Transcribe the lines below exactly, beginning with the line that holds "Return one point per instance of the nike" and ending with the final line, both included. Pictures are to be left out.
## BEGIN Entries shown
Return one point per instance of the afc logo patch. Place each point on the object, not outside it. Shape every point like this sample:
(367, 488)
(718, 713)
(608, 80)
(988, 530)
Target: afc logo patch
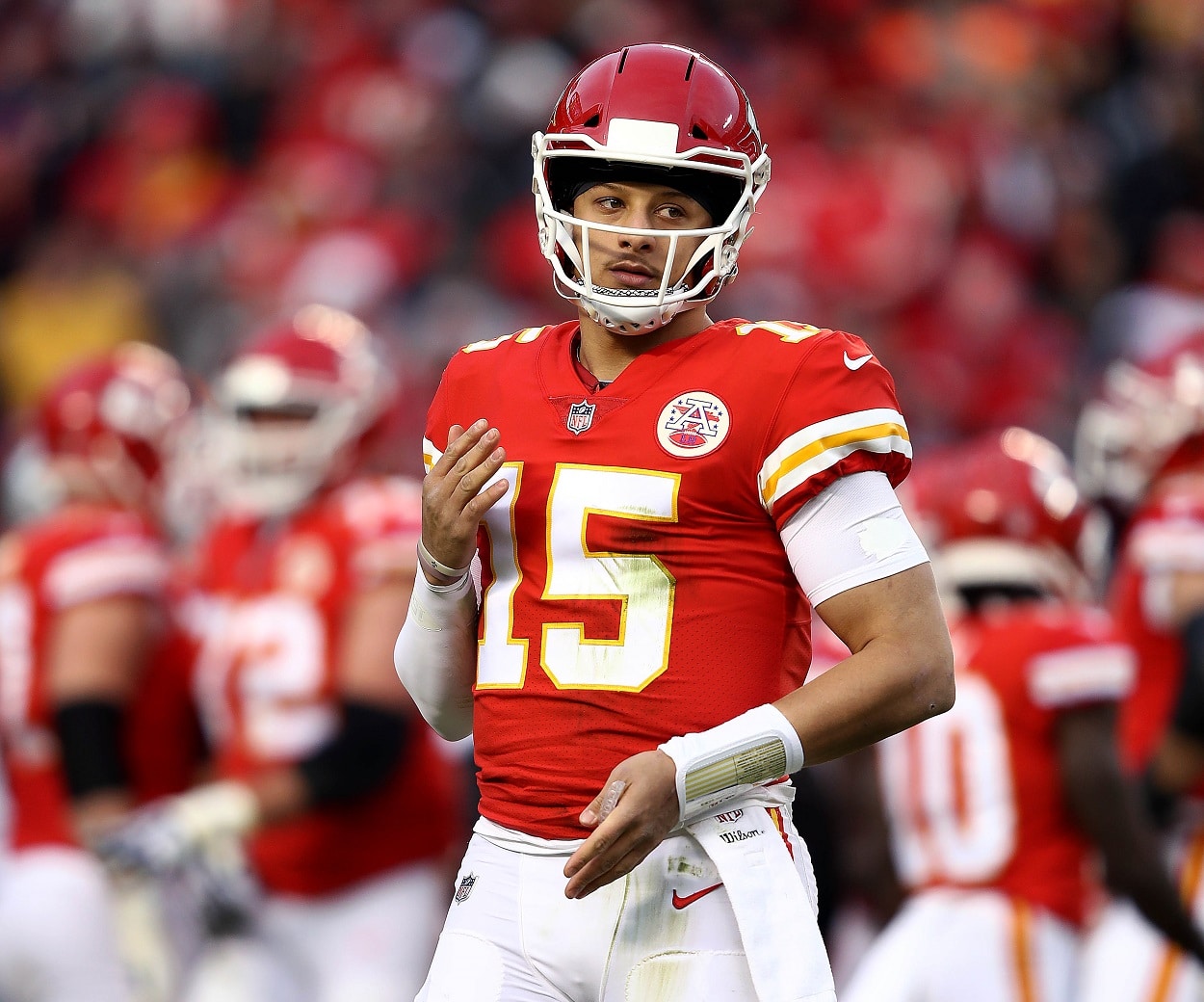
(693, 424)
(581, 417)
(466, 885)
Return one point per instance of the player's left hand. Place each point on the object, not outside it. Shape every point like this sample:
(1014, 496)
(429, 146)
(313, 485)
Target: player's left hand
(646, 809)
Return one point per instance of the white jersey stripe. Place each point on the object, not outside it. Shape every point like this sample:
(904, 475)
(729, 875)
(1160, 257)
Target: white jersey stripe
(430, 454)
(824, 443)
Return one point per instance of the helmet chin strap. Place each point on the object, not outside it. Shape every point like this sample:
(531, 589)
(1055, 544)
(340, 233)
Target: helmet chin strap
(636, 318)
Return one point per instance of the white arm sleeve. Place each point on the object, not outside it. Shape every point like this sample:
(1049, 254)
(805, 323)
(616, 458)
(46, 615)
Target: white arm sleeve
(436, 654)
(851, 533)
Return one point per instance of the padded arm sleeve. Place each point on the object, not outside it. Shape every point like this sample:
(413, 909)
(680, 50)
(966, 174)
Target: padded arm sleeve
(436, 653)
(851, 533)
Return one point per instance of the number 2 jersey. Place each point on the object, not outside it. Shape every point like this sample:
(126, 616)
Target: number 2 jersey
(1165, 538)
(268, 613)
(974, 796)
(635, 584)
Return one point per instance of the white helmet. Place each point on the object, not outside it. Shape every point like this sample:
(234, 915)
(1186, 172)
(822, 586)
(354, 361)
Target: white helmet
(1147, 418)
(293, 410)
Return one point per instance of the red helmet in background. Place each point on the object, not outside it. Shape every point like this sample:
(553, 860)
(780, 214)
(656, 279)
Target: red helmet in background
(1146, 420)
(294, 409)
(649, 112)
(1003, 511)
(117, 420)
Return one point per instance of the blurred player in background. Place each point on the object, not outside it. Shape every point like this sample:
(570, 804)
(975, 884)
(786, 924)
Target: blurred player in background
(997, 808)
(1140, 448)
(655, 502)
(322, 764)
(85, 636)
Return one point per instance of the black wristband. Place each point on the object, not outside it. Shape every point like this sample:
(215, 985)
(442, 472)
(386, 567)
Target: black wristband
(360, 757)
(92, 746)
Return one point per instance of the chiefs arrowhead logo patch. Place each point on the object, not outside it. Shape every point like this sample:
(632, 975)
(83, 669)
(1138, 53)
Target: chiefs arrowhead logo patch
(693, 424)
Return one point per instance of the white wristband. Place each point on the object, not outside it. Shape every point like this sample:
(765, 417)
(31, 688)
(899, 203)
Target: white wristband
(216, 810)
(718, 765)
(436, 607)
(438, 567)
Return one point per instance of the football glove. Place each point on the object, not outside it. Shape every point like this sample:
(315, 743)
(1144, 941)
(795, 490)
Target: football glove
(165, 836)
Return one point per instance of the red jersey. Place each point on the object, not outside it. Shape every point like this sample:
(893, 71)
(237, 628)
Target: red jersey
(1165, 538)
(78, 554)
(974, 796)
(269, 618)
(635, 583)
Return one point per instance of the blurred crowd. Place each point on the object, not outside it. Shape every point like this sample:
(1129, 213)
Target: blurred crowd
(998, 197)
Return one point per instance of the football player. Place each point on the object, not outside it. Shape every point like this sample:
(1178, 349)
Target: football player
(323, 769)
(83, 648)
(996, 809)
(651, 505)
(1140, 448)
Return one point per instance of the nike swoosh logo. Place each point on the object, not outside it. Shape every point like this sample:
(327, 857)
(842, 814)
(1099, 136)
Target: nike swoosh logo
(680, 902)
(855, 364)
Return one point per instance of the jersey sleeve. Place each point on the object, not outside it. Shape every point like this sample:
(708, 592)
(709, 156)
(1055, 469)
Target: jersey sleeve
(384, 518)
(838, 415)
(437, 422)
(1084, 663)
(116, 560)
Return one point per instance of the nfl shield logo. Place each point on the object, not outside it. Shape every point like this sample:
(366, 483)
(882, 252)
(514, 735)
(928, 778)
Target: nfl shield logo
(465, 889)
(581, 417)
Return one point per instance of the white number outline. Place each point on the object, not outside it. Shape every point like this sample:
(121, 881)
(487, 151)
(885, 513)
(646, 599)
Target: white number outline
(578, 661)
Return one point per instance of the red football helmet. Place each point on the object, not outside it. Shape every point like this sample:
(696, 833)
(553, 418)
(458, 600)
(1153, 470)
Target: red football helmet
(294, 410)
(1003, 510)
(1147, 419)
(117, 418)
(649, 112)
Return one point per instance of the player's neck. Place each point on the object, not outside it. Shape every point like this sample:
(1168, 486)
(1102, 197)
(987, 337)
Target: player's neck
(606, 353)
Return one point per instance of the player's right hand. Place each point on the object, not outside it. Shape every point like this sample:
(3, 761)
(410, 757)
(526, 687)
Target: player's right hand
(456, 495)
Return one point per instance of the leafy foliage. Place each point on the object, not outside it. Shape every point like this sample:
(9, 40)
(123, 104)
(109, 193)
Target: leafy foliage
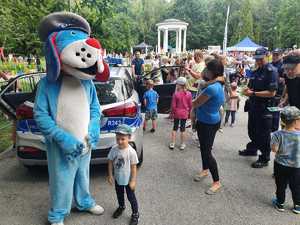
(120, 24)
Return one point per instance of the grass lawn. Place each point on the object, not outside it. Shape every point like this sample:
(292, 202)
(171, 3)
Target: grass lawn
## END Entries shown
→ **Response**
Return one point per instance of the nike swoosh logo. Place each point on the object, not outside it. Shape every point like this sample:
(327, 857)
(842, 814)
(1099, 136)
Target: nike swoosh logo
(680, 902)
(855, 364)
Return one point per instance of the jersey sleeve. Place each point on the object, not outside it. Shape every point like this sample:
(708, 592)
(709, 156)
(1055, 469)
Target: jersey sleeve
(384, 518)
(838, 415)
(437, 422)
(1084, 663)
(116, 560)
Return one point per instance of the nfl shield logo. Place each point on the object, not outside it. Shape every point like this sample:
(366, 483)
(882, 252)
(514, 735)
(928, 778)
Target: nfl shield logo
(465, 889)
(581, 417)
Return one point per instance of the white number outline. Place each point on the object, not outside it. Shape every point like this sample:
(121, 881)
(487, 151)
(885, 513)
(646, 599)
Target: white number outline
(578, 661)
Return one point per instance of the red football helmet. Place each point on the object, not outside it. Shape every point like this sample:
(696, 833)
(553, 418)
(458, 600)
(1153, 470)
Target: red football helmet
(294, 410)
(1003, 510)
(1147, 419)
(117, 418)
(649, 112)
Return one point per instance of the player's neck. Place each point on the object, not outside it. Shape every point like this sample:
(1168, 486)
(1102, 197)
(987, 337)
Target: player's neck
(606, 353)
Return one point per instance of the player's right hand. Place each point on the object, not outside it. Shape every point like this sample:
(3, 761)
(410, 757)
(526, 687)
Target: player's right hand
(456, 495)
Return one point per instance of the leafy foliage. Place each point on the object, not outside it. Shape every point like this sample:
(9, 40)
(123, 104)
(109, 193)
Target: leafy foliage
(120, 24)
Return one point per instance of the grass lawn. Place each point on the object, not outside it. Shape every point like this sample:
(292, 202)
(171, 3)
Target: grass lawn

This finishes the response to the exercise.